● **Your assignment**: Give back all the entries below. Omit none of them.

(Data excerpts)
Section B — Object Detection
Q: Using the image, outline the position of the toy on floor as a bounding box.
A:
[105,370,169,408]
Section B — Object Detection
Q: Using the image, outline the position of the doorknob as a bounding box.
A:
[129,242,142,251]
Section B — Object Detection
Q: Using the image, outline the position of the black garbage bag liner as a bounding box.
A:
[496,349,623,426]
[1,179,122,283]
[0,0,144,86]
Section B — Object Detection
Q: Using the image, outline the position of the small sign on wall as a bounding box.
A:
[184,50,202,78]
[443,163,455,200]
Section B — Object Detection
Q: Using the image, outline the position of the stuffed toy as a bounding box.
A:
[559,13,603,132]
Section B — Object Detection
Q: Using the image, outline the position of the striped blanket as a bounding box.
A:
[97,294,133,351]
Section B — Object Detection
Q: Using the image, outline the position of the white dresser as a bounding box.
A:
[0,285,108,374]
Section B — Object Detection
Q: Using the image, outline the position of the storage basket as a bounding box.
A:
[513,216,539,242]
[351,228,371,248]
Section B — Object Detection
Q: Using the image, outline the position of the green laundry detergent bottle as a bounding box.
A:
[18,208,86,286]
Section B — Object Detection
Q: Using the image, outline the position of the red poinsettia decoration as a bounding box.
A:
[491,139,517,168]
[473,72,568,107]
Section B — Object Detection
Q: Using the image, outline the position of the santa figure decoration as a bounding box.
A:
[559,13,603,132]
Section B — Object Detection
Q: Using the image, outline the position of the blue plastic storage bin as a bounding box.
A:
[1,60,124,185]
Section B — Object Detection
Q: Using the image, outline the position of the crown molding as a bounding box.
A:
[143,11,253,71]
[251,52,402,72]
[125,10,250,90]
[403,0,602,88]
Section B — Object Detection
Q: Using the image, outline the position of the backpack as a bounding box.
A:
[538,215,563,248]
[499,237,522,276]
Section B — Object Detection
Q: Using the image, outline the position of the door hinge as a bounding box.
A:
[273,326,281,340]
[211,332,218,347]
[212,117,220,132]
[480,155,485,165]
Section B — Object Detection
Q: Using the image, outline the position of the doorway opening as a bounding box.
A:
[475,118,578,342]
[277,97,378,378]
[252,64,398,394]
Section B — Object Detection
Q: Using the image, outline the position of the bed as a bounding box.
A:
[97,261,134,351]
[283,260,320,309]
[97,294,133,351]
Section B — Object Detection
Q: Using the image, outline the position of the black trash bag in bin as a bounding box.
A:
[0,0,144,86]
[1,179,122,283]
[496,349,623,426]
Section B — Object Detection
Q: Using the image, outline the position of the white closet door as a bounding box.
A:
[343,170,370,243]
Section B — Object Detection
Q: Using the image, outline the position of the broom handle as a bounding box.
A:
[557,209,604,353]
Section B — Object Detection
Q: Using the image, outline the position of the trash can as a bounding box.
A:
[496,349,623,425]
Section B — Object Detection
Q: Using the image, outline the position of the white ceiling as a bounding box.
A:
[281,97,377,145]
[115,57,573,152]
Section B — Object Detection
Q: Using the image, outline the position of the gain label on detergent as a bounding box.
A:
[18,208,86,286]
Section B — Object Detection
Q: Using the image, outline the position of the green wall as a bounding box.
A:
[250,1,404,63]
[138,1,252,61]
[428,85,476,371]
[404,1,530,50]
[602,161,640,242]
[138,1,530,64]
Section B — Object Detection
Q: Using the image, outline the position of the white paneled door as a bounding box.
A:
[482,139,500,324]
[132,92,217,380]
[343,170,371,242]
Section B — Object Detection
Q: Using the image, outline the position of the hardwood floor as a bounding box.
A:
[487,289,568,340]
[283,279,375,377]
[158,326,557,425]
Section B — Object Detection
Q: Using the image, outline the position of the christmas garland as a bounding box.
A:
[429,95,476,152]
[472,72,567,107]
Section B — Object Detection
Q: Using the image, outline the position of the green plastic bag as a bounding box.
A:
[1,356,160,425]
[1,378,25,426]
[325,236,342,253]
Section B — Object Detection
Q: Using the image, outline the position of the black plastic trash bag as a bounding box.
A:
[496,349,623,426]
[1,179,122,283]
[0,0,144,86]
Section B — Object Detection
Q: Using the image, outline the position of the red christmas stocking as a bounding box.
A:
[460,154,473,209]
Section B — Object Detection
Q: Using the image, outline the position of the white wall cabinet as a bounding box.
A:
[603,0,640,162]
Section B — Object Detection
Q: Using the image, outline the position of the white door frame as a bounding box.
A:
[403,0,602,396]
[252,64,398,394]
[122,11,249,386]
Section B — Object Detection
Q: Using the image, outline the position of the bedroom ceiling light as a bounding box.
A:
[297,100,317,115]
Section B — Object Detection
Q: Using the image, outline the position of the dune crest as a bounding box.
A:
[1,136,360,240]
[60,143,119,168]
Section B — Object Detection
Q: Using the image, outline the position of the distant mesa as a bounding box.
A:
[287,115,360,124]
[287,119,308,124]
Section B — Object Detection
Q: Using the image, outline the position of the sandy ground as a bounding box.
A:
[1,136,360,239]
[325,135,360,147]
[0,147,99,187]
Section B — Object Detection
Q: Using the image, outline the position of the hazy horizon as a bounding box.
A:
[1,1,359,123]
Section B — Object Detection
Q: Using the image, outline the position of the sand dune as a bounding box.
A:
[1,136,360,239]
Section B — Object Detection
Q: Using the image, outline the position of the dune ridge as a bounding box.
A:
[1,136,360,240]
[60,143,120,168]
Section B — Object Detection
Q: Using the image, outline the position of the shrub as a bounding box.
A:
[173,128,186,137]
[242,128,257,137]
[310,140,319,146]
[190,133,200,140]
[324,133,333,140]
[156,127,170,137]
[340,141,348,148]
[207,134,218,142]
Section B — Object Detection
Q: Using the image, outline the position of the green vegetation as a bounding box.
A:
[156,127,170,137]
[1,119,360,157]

● **Task output**:
Section B — Object Detection
Q: Using the image, outline the position of the toy on floor as a bounding box.
A:
[105,370,169,408]
Section B — Object Detection
Q: Using the image, outline the position of the doorknob as a bounding box.
A:
[129,242,142,251]
Section B — Object Detection
Q: Using the image, outline the position of the black garbage bag liner as a bounding box.
A:
[496,349,623,426]
[1,179,122,283]
[0,0,144,86]
Section B — Object Detection
Q: Using the image, outline the position of the small sign on wall as a bounding box.
A:
[184,50,202,78]
[443,163,455,200]
Section B — Object Detection
Q: Using the image, outline the position of the stuffed toy as a bounding box.
A:
[559,13,603,132]
Section B — Object Detection
Q: Using the image, outline the position of the striped blanket as a bounding box.
A:
[97,294,133,351]
Section B — Object Detection
Q: Using the image, outline the position of the white dresser as a bounding box.
A:
[0,285,108,374]
Section B — Object Detection
Q: Using the image, outline the position of the storage basket as a bounding box.
A:
[513,216,539,242]
[351,228,371,248]
Section B — Object Detection
Q: Using the image, outline the position of the green laundry detergent bottle as a bounding box.
A:
[18,208,86,286]
Section B — Object Detection
Q: Using the image, outline the position of the red poinsettia decoration as a bounding box.
A:
[491,139,517,168]
[473,72,568,107]
Section B — Object Detection
Q: Using the image, outline the position of the santa figure decoration as a bounding box.
A:
[559,13,603,132]
Section B — Object Detection
Q: Using the image, outline the position of the blue plastic storage bin as a bounding box.
A:
[1,60,124,185]
Section B — Object Detection
Q: Using the image, outline the position of the crown molding as a bounding box.
A:
[143,11,253,71]
[251,52,402,72]
[125,10,250,90]
[403,0,602,88]
Section B — Object Detection
Q: Using the image, outline the position of the backpack as a bounding box.
A:
[538,215,563,248]
[499,237,522,276]
Section B — Object Detection
Q: Using the image, outline the position of the door hinge as a bounding box.
A:
[273,326,281,340]
[211,332,218,347]
[212,117,220,132]
[480,155,485,165]
Section B — Object Detection
Q: Using the image, outline the position of the doorway opening as a bounding box.
A:
[475,118,578,342]
[277,97,378,378]
[252,64,398,394]
Section B — Object Detection
Q: Using the image, outline the position of the bed as a bounding box.
A:
[97,261,134,351]
[283,260,320,309]
[97,294,133,351]
Section B — Object Detection
Q: Using the image, outline the position of the black trash bag in bin as a bounding box.
A:
[0,0,144,86]
[1,179,122,283]
[496,349,623,426]
Section B — Object Detection
Q: Using the image, outline the position of the white closet door as a bounding box.
A:
[343,170,370,243]
Section B — Object Detection
Q: Using the image, outline the position of the broom handle as a bounding box.
A:
[557,209,604,353]
Section B — Object Detection
Q: Using the image, outline the position of the trash can as a bounding box.
A:
[496,349,623,425]
Section B — Object Detection
Q: Using the image, outline the position of the white ceiling as a bounding box.
A:
[281,97,377,145]
[115,57,573,152]
Section B — Object Detection
Q: Using the image, outline the position of the gain label on detergent as a bounding box.
A:
[18,208,86,286]
Section B — Object Detection
Q: Using the image, outline the position of the green wall as a bounding box.
A:
[250,1,404,63]
[138,1,252,61]
[428,85,476,371]
[404,1,530,50]
[602,161,640,242]
[138,1,530,64]
Section B — Object Detection
Q: Using the image, outline the position of the white paneled door as a bounding box.
A:
[482,139,500,324]
[132,92,217,380]
[343,170,371,242]
Section B — Object Detection
Q: Using the image, outline the position of the hardwood floor as a bounding box.
A:
[487,289,568,340]
[283,279,375,377]
[158,326,557,425]
Section B — Object Detection
Q: Using the image, outline the position of the christmas garland as a bounding box.
A:
[429,95,476,152]
[472,72,567,107]
Section B — Object Detection
Q: Using the image, outline the position of the green plastic bag as a bounding box.
A:
[1,356,160,425]
[1,378,25,426]
[325,236,342,253]
Section B — Object Detection
Q: Using the image, outline the position of the black plastic trash bag as a bounding box.
A:
[496,349,623,426]
[1,179,122,283]
[0,0,144,86]
Section B — Object Detection
Q: Using the image, outline the position of the red christmas stocking as a bounding box.
A:
[460,154,473,209]
Section B — Object Detection
Q: Using the image, outline the position of the white wall cabinet as a bounding box.
A:
[603,0,640,162]
Section B — Object Detection
Q: Using the image, outline the position of the white door frame as a bounding box.
A:
[403,0,602,396]
[252,64,398,394]
[122,11,249,386]
Section B — Object Detection
Q: Using the image, outline the position of the bedroom ceiling light as a bounding box.
A:
[297,100,317,115]
Section B — Object Detection
Q: Using the image, outline the position of the dune crest as a bounding box.
A:
[1,136,360,240]
[60,143,119,168]
Section B — Object Detection
Q: Using the image, outline the position of the distant mesa as a bounding box.
A:
[287,115,360,124]
[287,119,308,124]
Section B — Object Detection
Q: Using the image, outline the position of the sandy ground as a bounding box.
A:
[1,136,360,239]
[325,135,360,147]
[0,147,99,187]
Section B — Object Detection
Q: Using the image, outline the position of the hazy horizon as a bounding box.
A:
[1,1,359,123]
Section B — Object Detection
Q: Using the image, outline the position of the sand dune as a bounding box.
A:
[1,136,360,239]
Section B — Object Detection
Q: Using the image, outline the position of the dune ridge as a bounding box.
A:
[1,136,360,240]
[60,143,120,168]
Section B — Object Detection
Q: Using the image, outline the position of the shrub as a bounding box.
A:
[173,128,186,137]
[242,128,257,137]
[310,140,319,146]
[190,133,200,140]
[324,133,333,140]
[156,127,170,137]
[340,141,348,148]
[207,134,218,142]
Section B — Object Detection
Q: Using the image, outline the position of the green vegetation as a bounding box.
A:
[156,127,170,137]
[1,119,360,157]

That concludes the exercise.